◆ **Page**:
HOW THE JACKETS WERE PRODUCED
There is no written record of the exact process in which the first New Naturalist jackets were printed, and there are unlikely to be any living witnesses to remember. We know, however, that they were printed by Baynard Press in London and by offset lithography. Further clues survive among the correspondence, which, though as it survives is one-sided and often cryptic, reveals at least that the method was based on photography. Using their great experience of the lithographic medium, C&RE always did their level best to make life as easy as possible for the printer.
Lithography is a method of printing from a flat surface. The name comes from Greek words meaning ‘stone-writing’, for lithographic prints traditionally used a flat stone surface to transfer the image from artwork to paper. The artist drew with a crayon on a slab of carefully prepared limestone. After the drawing has been prepared, prints are taken from it by dampening the stone and charging it with greasy printing ink. The technique is based on the principle that oil and water do not mix. From the early years of the 20th century the process was mechanised by the ‘flat-bed offset machine’, in which the paper received the print from an intermediary process, a smooth rubber roller. Offset printing prepared the ground for the flowering of poster art in which graphic designs from serious artists appeared in the hallways of railway stations and London Underground, and on advertisement hoardings originally intended to hide unsightly development.
The advantage of lithography is that it enables the artist’s work to be reproduced in limitless numbers without any alteration of the original design. Among the outstanding printers and proponents of colour lithography were Curwen Press and Baynard Press, both of which had close links with the London art schools and printed posters by contemporary artists, including Clifford and Rosemary Ellis. From 1935, Baynard Press employed one of the best-known craftsman-printers of the day, Thomas Edgar Griffits (1883–1957), known as ‘the Indefatigable Griffits’, who shared the secrets of his craft in two mainstream books, The Technique of Colour Printing by Lithography (1948) and The Rudiments of Lithography (1956). Griffits was a skilled interpreter or ‘translator’ of other artists’ work. He was also something of a lithographic missionary.
Once Collins had decided to use the Ellis designs, the question was where to print them. During October 1944, Ruth Atkinson costed the alternatives of photogravure or lithography before deciding on the latter. She met Thomas Griffits, who advised her that the most cost-effective way of printing the jackets would be ‘photo-litho with a deep etch for the line’, and for the prints to be made on rough paper (presumably using matt printing inks). He was also ‘most decided about the fewer colours the better’. Hence Clifford and Rosemary designed most of their New Naturalist jackets as ‘camera-ready artwork’ in four colours or fewer, relying on tones and overlaps to tease out more colours. Finally, Griffits advised that they produce artwork at exactly the same size of the printed jacket, for otherwise ‘a great deal of the subtlety of detail’ would be lost (remarks conveyed to C&RE by Ruth Atkinson, undated but late 1944).

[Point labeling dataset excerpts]

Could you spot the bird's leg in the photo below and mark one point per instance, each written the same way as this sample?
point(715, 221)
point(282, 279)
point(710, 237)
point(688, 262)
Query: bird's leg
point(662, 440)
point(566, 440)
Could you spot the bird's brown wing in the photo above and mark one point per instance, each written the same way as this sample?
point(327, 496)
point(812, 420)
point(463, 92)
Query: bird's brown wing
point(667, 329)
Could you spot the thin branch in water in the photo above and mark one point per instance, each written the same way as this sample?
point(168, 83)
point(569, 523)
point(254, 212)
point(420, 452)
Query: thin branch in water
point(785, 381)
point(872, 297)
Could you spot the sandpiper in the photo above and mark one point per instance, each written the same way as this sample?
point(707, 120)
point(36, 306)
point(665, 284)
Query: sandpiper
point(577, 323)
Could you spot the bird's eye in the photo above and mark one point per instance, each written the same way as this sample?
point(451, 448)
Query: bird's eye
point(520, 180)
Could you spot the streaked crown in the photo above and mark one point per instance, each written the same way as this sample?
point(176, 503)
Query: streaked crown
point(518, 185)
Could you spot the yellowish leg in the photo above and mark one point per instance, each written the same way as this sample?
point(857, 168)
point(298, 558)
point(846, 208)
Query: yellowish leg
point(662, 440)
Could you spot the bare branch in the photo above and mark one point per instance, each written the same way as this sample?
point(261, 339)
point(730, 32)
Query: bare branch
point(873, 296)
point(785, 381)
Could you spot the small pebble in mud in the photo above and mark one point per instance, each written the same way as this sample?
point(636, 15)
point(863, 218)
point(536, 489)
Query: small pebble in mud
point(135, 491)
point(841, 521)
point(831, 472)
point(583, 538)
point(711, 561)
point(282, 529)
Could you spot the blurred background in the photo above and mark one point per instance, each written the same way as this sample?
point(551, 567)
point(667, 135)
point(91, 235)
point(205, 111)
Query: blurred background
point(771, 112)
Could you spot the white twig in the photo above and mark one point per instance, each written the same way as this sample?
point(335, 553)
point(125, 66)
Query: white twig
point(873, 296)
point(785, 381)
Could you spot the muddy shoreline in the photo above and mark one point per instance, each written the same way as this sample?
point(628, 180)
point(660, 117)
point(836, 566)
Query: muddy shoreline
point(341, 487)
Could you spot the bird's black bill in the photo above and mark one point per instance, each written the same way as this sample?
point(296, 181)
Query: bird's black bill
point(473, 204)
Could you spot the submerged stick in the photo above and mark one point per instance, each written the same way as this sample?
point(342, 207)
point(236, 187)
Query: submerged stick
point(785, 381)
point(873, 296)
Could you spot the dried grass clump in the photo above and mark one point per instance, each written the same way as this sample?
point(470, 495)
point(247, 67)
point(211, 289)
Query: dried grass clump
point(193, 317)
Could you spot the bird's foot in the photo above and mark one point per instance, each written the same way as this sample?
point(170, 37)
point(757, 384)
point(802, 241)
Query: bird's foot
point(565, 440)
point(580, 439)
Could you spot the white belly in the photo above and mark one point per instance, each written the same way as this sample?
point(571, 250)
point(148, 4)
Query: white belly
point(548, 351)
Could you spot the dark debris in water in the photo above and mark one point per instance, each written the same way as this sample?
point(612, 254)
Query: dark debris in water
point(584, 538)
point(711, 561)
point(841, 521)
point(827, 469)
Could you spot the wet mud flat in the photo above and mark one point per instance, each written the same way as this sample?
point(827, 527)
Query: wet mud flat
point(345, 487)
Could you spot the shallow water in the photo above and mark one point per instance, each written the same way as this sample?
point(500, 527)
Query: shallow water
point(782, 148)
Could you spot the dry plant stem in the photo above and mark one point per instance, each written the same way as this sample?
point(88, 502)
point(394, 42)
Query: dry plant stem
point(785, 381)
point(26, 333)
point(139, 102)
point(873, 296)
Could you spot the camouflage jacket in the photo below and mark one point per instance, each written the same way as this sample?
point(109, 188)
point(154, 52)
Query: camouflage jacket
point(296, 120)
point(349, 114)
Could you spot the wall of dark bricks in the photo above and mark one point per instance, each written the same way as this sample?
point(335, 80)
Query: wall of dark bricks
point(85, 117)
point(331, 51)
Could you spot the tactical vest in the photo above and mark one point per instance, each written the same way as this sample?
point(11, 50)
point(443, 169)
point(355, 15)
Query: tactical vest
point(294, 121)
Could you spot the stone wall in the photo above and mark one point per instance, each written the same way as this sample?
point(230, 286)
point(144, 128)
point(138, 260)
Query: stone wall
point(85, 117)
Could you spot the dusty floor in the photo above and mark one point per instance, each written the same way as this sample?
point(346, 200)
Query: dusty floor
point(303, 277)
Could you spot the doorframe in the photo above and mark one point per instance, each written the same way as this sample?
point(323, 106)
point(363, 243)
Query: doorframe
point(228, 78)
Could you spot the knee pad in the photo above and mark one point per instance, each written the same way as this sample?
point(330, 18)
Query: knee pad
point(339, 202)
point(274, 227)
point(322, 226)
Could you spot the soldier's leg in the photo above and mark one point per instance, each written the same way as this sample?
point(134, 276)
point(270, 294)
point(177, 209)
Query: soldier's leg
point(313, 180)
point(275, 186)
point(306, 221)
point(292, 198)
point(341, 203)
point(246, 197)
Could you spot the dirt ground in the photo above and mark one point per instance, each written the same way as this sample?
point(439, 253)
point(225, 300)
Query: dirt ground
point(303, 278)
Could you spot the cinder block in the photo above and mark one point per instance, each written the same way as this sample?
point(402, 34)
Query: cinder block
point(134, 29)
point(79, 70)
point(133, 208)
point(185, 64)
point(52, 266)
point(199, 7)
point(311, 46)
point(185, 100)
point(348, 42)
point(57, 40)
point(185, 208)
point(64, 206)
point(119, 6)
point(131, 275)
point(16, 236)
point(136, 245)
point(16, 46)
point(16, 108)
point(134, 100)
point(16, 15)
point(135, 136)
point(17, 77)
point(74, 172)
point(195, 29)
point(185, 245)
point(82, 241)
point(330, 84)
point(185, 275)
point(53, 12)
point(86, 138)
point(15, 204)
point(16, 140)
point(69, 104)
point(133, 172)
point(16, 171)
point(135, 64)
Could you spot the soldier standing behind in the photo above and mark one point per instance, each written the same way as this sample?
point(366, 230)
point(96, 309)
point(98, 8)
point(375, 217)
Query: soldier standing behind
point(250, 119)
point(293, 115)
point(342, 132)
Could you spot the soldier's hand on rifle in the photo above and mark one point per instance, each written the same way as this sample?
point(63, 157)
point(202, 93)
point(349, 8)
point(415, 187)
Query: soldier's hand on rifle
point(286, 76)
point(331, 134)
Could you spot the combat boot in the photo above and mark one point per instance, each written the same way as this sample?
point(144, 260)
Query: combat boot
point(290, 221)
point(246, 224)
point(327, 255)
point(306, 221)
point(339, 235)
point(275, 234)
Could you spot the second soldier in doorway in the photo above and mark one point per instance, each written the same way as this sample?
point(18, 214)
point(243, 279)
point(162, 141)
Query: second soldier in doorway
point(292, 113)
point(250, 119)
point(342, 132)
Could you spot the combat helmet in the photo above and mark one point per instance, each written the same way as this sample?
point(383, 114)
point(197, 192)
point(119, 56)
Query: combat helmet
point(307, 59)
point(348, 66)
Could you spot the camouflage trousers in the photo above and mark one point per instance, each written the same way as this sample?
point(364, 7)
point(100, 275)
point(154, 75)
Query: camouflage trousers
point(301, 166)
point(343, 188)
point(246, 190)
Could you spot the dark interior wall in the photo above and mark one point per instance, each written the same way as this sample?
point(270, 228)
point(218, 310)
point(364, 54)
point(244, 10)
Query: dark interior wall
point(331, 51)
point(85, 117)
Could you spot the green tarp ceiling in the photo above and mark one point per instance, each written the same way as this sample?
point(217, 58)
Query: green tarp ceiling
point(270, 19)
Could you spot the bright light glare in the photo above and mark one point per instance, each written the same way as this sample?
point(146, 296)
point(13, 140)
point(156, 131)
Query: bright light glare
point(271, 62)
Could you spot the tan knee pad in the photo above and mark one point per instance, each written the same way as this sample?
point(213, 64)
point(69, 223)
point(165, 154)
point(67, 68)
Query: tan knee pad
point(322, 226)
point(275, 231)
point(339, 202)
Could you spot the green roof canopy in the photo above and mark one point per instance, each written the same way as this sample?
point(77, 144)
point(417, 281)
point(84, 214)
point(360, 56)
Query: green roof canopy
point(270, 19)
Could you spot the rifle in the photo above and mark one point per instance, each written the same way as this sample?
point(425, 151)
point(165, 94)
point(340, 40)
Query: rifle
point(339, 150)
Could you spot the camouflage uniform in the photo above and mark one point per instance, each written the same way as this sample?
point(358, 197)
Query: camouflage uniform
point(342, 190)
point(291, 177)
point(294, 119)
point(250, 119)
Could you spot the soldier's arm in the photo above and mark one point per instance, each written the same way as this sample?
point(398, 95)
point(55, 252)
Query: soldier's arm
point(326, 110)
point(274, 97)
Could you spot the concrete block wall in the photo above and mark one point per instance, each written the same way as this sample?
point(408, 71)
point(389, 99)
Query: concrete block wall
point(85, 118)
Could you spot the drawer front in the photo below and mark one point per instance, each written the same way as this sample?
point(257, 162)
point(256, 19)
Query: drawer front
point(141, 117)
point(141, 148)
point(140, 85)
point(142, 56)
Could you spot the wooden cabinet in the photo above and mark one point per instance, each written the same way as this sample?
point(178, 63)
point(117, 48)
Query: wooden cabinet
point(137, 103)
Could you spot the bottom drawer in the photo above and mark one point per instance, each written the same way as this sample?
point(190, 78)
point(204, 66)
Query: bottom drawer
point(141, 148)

◆ **Required task**: In the text on how the jackets were produced, at what size did Griffits advise that the artwork be made?

◆ **Written answer**: At exactly the same size as the printed jacket.